SUPPLIED TEXT:
The Pamir languages are an areal group of the Eastern Iranian languages, spoken by numerous people in the Pamir Mountains, primarily along the Panj River and its tributaries.

In the 19th and early 20th centuries, the Pamir language family was sometimes referred to as the Ghalchah languages by western scholars. The term Ghalchah is no longer used to refer to the Pamir languages or the native speakers of these languages.

One of the most prolific researchers of the Pamir languages was Soviet linguist Ivan Ivanovich Zarubin.

Geographic distribution 

The Pamirian languages are spoken primarily in the Badakhshan Province of northeastern Afghanistan and the Gorno-Badakhshan Autonomous Region of eastern Tajikistan.

Pamirian languages are also spoken in Xinjiang and the Pamir language Sarikoli is spoken beyond the Sarikol Range on the Afghanistan-China border and thus qualifies as the easternmost of the extant Iranian languages.

Wakhi communities are also found in the adjacent Chitral District, Khyber Pakhtunkhwa and in Gojal, Gilgit Baltistan in Pakistan.

The only other living member of the Southeastern Iranian group is Pashto.

Classification 
No features uniting the Pamir languages as a single subgroup of Iranian have been demonstrated. The Ethnologue lists the Pamir languages along with Pashto as Southeastern Iranian, however, according to Encyclopedia Iranica, the Pamirian languages and Pashto belong to the North-Eastern Iranian branch.

PROMPT: Check each statement against the text on the Pamir languages and answer yes or no, quoting the words of the text that settle it. 1. Sarikoli counts as the easternmost living Iranian language. 2. The term Ghalchah is still used today for the people who speak these languages. 3. Encyclopedia Iranica places Pashto in the Southeastern Iranian branch. You won't need the material that comes next.

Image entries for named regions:
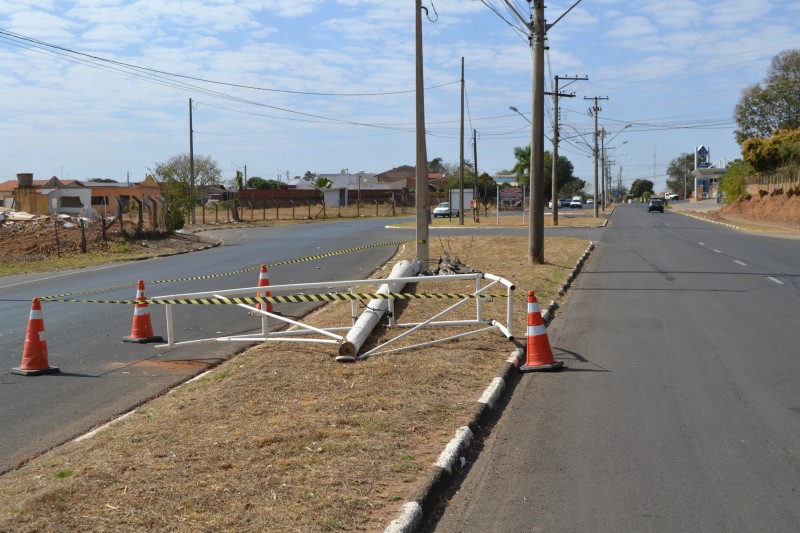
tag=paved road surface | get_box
[0,219,600,472]
[431,205,800,533]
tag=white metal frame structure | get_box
[149,273,515,359]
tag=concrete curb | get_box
[383,242,595,533]
[675,210,743,231]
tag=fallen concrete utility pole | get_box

ANSWER TO THE PROBLEM:
1. Yes: "thus qualifies as the easternmost of the extant Iranian languages."
2. No: "The term Ghalchah is no longer used to refer to the Pamir languages or the native speakers of these languages."
3. No: "according to Encyclopedia Iranica, the Pamirian languages and Pashto belong to the North-Eastern Iranian branch."